* **Task statement**
What you return must match the listing below character for character, minus any pictures.

BEGIN Entries provided

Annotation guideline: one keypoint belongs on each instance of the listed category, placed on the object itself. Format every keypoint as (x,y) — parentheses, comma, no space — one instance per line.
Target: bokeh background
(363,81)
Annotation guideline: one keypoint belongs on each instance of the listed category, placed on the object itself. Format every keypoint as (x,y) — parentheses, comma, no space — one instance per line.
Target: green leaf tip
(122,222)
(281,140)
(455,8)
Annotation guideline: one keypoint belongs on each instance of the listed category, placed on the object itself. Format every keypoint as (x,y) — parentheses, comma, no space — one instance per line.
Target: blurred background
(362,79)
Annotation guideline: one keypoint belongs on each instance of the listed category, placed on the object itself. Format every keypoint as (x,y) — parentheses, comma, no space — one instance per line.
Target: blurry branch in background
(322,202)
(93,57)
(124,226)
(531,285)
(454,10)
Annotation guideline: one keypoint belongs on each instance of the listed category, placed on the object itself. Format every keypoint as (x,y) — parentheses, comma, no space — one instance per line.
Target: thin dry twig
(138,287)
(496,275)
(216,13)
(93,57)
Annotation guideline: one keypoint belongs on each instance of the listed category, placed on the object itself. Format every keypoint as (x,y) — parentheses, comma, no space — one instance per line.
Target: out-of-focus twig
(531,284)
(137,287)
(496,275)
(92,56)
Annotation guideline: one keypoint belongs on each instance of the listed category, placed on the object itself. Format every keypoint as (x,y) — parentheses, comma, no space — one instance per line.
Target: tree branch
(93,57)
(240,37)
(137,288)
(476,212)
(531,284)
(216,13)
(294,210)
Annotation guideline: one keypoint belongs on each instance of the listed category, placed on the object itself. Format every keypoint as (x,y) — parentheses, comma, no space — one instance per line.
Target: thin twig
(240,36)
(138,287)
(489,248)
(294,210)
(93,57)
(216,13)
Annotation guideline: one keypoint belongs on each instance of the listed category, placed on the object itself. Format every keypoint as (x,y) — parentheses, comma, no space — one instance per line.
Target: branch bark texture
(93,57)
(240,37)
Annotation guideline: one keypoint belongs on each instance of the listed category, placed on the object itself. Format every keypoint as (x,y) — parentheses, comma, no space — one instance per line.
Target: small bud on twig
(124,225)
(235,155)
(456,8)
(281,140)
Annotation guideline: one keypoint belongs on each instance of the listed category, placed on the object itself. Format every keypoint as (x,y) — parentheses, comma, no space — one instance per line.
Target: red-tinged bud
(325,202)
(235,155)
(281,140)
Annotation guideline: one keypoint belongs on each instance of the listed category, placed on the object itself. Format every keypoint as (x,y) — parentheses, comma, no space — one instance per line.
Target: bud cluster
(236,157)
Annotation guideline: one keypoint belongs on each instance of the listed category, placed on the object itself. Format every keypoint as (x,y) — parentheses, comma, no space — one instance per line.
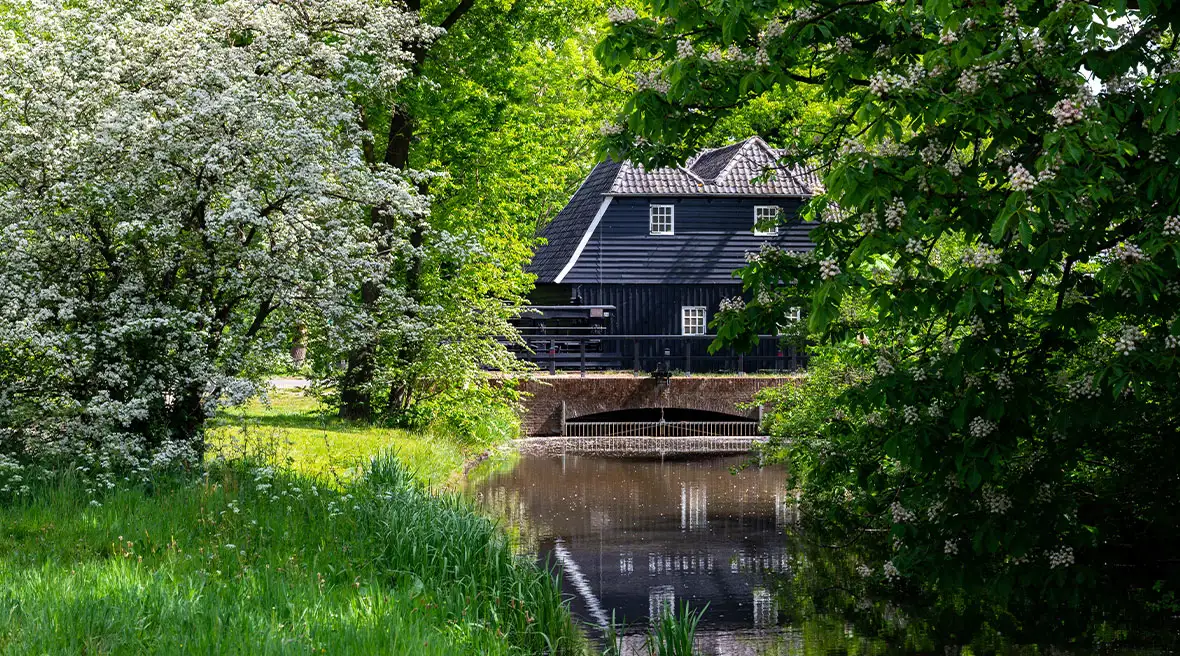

END Entries provided

* **Solution**
Annotation guideline: one keypoint belongs on each instance of the listed category, placed on the object itself. Format every keypoint as (x,y) — parentheses, comma, no space — one instance per line.
Target: bokeh background
(363,81)
Annotation guideline: one keypoint belongs on each instance of the listed category, placed on the object itself. Format every keypoint as (x,y) — parentheses, comma, no space — one instance per line.
Target: green leaf tip
(122,222)
(281,140)
(455,8)
Annotation guideline: one keypoint belongs on each instance of the listed category, placed on the object itself. Format every keypoint as (x,y) — parentheses, comma, no space — one instance per line.
Target: blurred background
(362,79)
Annotation guideline: one keypoint belongs on each instance of the listed category, placed on the object itself. Format every keypoint as (x,y) — parentheses, comma, no space — one instance per line.
Target: blurry branch in background
(322,202)
(93,57)
(124,226)
(531,285)
(454,10)
Annotation guideline: one keypoint belongs on each instance of the listed category, placed on the object itself. Format every keypoint as (x,y) — parentheses, comma, no space — one instance per line.
Target: thin dry twig
(138,287)
(496,275)
(216,13)
(93,57)
Annotation guideline: one keypoint belongs on each instance of the listed category, placed on the object itself. Format every keypoint as (x,y) — parentheses, comma, no space — one instance per line.
Target: out-of-focus twig
(531,284)
(137,287)
(496,275)
(92,56)
Annotation guideline: one keypoint belongs on each instance of the listed category, placed on the object itself. Format every keypoint as (x,y) — parentheses, comma, no space — one instance per line.
Target: tree branch
(93,57)
(240,37)
(137,288)
(476,212)
(531,284)
(216,13)
(294,210)
Annotation guideline: one keypoint belongs on each instance of the listed category, placed on the object itself. Format every keypoint as (x,y) — parentheses, comma, no space — one instance per line.
Target: thin twig
(240,36)
(138,287)
(489,248)
(294,210)
(93,57)
(216,13)
Annotation guideline: one keypoint belongs on each instance of the listed category, placed on the object itself. Format every keypoint as (x,y) — parentheses, comma, no space — one instance per line.
Target: branch bark texture
(93,57)
(240,37)
Annotation guideline: one keypoint belongs on each instance of the listed category, placed on the object itself. Format every keypoint as (x,y) — parentheses, comma, no space — one instance per line.
Target: small bud on twig
(124,225)
(235,155)
(456,8)
(281,140)
Annotation guideline: one keypoint belongs on each instance of the listed category, placed on the object itself. Format every keypoint as (x,y) — parentheses, comma, no space — one instance per line.
Target: red-tinged bud
(325,202)
(235,155)
(281,140)
Annotation guideline: one keypoint belongs on each instance of the listed category, placed on the object itself. Format every keypoint as (x,y) — parentheses, comma, no space — one instance per line.
Target: bud cluster
(236,157)
Annotation guideline: one keypoint belongs on each instance of the listed category, placed on the object itself. Format every keypoint as (x,y) — parentheses, comma, no space — one instance per line.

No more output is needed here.